--- SUPPLIED TEXT ---
Line/Ring All Gather Test Sweeps #10874

SeanNijjar · 2024-07-30T02:22:38Z

Summary (Copy For All CCL Ops)-

This set of tasks should be completed for each CCL operation, though progress for each op can be completed independently.

For a given op we improve test coverage by adding breadth (adding more shape and argument combinations) and adding depth (running given op variations across more topologies and scale-out configurations). Together these form a 2D matrix of test coverage where each cell is itself a sweep over a multi-variable space.

Links to sub-tasks:

Here are the subtasks. High level info follows:

Testing Breadth

Priority Configs:

Prior to sweeping, the priority configs should be added and tested.

From Llama 405B

line-all-gather (4 chips, 3 links, input tensor (per chip) = [1,1,32,6.5*1024], dim=1 => input_tensor for test_case = [1,4,32,6.5*1024])
line-all-gather: (8 chips, {3,4} links, input tensor (per chip) = [1,1,32,2304], dim=1 => input_tensor for test_case = [1,8,32,2304])
line-all-gather: (8 chips, {3,4} links, input tensor (per chip) = [1,1,32,4k], dim=1 => input_tensor for test_case = [1,8,32,4k])
line-all-gather: (8 chips, {3,4} links, input tensor (per chip) = [1, 1, 8[padded to 32], 4k], dim=2 => output shape (per chip) = [1, 1, 32, 4k] -> all-gather concatenates within tile
- currently expected to fail as this feature is missing
line-all-gather: (8 chips, {3,4} links, input tensor (per chip) = [1, 1, 8[padded to 32], 16k], dim=2 => output shape (per chip) = [1, 1, 32, 16k] -> all-gather concatenates within tile
- currently expected to fail as this feature is missing

From Llama 70B

line-all-gather (4 chips, 3 links, input tensor (per chip) = [1,1,32,3.5*1024], dim=1 => input_tensor for test_case = [1,4,32,(int)(3.5*1024)])
line-all-gather: (8 chips, {3,4} links, input tensor (per chip) = [1,1,32,1280], dim=1 => input_tensor for test_case = [1,8,32,1280])
line-all-gather: (8 chips, {3,4} links, input tensor (per chip) = [1,1,32,2048], dim=1 => input_tensor for test_case = [1,8,32,2048])
--- INPUT ---
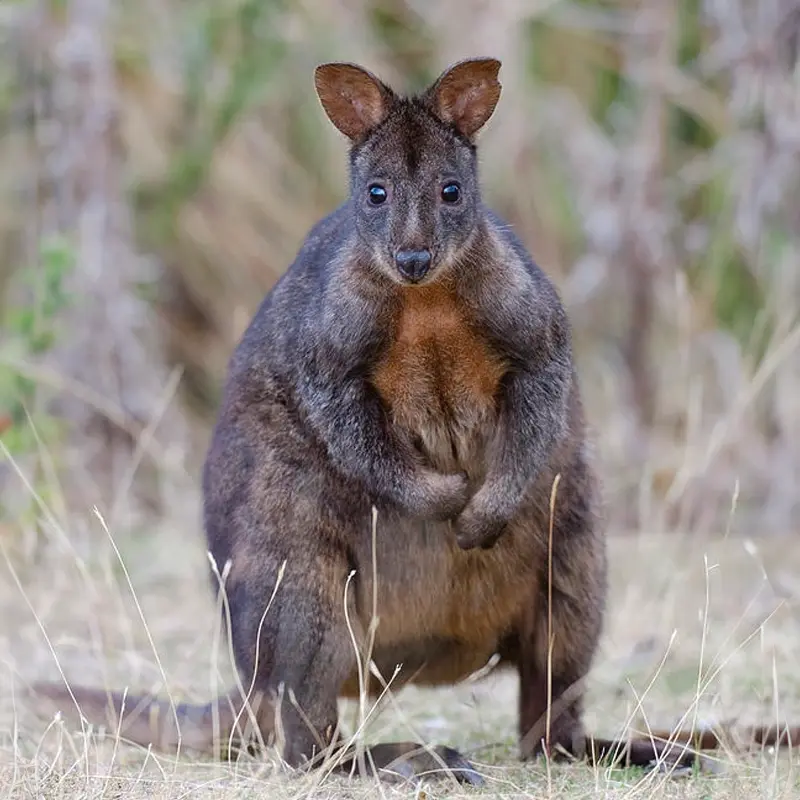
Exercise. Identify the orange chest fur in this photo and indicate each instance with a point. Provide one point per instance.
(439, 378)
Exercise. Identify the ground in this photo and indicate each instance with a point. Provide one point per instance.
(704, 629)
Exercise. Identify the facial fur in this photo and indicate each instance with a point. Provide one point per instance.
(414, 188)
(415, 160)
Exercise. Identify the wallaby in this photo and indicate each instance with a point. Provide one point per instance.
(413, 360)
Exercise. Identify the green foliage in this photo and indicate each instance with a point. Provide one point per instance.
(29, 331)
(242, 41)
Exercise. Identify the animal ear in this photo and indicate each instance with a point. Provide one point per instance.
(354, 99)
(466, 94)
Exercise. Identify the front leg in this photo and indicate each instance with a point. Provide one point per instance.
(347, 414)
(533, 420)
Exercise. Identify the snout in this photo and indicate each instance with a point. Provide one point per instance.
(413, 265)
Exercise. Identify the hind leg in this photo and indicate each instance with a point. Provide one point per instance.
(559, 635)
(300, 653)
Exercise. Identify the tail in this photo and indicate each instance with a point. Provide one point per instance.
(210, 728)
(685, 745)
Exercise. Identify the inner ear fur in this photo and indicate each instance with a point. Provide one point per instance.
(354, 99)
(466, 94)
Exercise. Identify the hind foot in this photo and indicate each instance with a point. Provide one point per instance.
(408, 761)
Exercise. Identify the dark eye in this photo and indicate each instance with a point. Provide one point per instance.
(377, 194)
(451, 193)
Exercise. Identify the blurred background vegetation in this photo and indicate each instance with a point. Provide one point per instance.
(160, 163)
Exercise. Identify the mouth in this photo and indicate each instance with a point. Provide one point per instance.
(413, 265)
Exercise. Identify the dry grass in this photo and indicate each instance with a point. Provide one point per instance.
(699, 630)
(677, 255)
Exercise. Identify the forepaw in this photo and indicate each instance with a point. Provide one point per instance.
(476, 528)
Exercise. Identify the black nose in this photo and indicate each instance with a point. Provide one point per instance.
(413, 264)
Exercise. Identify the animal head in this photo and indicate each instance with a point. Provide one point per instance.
---
--- INPUT ---
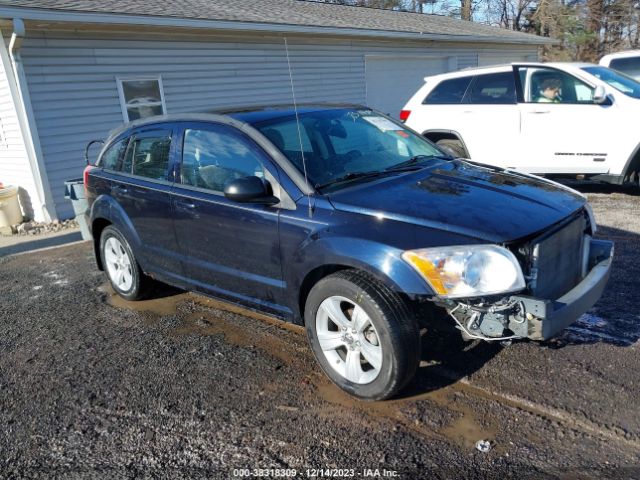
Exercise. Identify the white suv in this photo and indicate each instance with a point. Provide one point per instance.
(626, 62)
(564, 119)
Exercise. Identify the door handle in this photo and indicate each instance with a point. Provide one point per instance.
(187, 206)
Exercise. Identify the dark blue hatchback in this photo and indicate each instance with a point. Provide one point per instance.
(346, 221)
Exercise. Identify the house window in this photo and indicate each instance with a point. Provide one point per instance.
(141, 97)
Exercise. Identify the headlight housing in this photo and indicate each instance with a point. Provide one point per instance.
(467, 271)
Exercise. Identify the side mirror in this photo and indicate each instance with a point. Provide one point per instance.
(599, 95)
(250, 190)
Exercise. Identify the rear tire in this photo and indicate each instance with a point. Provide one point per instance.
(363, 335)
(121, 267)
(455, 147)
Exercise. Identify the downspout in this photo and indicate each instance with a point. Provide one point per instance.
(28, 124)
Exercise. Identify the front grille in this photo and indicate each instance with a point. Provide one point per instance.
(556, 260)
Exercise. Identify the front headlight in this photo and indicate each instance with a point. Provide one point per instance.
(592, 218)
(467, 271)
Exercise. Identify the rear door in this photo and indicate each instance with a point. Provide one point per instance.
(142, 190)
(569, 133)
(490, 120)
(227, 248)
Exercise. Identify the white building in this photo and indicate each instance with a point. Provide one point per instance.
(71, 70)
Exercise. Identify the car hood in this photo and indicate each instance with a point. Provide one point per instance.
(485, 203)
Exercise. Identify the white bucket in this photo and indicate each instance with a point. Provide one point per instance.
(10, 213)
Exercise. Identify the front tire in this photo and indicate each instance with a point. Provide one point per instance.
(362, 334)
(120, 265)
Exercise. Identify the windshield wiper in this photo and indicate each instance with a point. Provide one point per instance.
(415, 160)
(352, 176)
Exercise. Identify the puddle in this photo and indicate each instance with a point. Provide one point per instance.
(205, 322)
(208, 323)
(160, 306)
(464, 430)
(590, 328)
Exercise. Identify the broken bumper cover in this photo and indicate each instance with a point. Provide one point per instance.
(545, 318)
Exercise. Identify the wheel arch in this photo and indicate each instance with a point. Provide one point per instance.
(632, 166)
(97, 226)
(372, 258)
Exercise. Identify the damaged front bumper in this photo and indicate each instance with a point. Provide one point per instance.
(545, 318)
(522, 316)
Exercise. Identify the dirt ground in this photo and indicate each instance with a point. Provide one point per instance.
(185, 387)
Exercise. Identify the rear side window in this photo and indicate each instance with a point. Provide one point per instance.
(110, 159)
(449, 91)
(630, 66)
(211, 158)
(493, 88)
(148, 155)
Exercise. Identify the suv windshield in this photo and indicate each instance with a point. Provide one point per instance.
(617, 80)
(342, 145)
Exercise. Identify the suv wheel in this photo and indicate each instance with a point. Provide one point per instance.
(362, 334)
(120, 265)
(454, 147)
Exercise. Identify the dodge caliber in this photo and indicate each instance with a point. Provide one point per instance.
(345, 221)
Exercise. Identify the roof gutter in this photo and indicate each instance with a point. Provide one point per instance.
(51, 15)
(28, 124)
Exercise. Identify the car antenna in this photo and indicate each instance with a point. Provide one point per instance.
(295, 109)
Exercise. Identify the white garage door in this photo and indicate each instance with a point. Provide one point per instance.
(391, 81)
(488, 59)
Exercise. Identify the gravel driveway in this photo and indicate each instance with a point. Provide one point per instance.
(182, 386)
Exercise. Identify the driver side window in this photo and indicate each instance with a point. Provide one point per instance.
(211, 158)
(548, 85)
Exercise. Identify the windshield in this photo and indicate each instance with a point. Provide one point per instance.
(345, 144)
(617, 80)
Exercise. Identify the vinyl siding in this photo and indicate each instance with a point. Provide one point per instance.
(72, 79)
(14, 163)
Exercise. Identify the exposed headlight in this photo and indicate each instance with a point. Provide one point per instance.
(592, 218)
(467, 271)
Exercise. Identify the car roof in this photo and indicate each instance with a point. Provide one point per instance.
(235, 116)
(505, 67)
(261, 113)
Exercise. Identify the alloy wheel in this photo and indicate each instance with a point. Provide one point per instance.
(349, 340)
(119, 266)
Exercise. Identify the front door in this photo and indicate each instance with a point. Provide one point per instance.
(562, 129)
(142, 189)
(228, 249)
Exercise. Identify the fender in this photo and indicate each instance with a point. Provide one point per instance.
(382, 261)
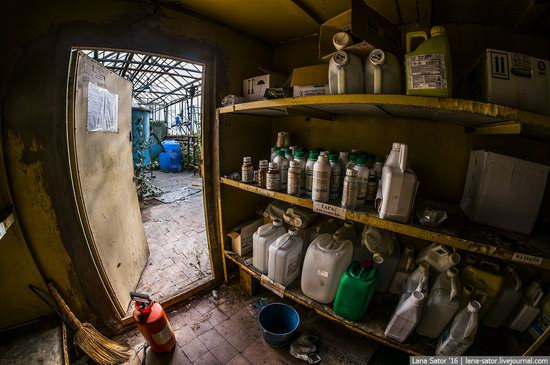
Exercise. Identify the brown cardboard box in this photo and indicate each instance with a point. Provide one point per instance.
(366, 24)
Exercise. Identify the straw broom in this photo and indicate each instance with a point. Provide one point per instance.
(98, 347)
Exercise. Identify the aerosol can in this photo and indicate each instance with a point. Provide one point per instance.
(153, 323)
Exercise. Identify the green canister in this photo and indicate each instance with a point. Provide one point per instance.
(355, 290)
---
--- INPUT ---
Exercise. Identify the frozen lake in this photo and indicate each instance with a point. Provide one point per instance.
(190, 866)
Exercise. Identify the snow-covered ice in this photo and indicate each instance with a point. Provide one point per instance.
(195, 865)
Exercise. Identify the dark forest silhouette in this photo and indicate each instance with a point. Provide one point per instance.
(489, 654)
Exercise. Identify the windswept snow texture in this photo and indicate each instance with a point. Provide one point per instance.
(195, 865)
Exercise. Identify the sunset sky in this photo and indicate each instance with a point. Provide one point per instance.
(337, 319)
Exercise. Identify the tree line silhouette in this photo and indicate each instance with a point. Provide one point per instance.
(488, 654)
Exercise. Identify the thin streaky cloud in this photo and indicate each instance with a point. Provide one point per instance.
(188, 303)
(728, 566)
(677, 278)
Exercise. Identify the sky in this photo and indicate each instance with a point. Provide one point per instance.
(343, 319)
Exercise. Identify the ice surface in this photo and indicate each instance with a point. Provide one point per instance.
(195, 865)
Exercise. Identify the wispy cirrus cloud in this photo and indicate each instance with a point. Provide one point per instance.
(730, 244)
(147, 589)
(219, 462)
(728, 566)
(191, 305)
---
> **INSTRUCTIONS**
1 – Rewrite the all-gather test sweep text starting with "Line/Ring All Gather" and going on through "be completed independently.", changing "Summary" to "Overview" throughout.
2 – Copy out each line in the records that contains the string "hind". Case counts.

> **ANSWER LIST**
1 –
Line/Ring All Gather Test Sweeps #10874

SeanNijjar · 2024-07-30T02:22:38Z

Overview (Copy For All CCL Ops)-

This set of tasks should be completed for each CCL operation, though progress for each op can be completed independently.

2 –
Exercise. Identify the hind leg in this photo and indicate each instance with a point. Provide one point per instance.
Exercise. Identify the hind foot in this photo and indicate each instance with a point. Provide one point per instance.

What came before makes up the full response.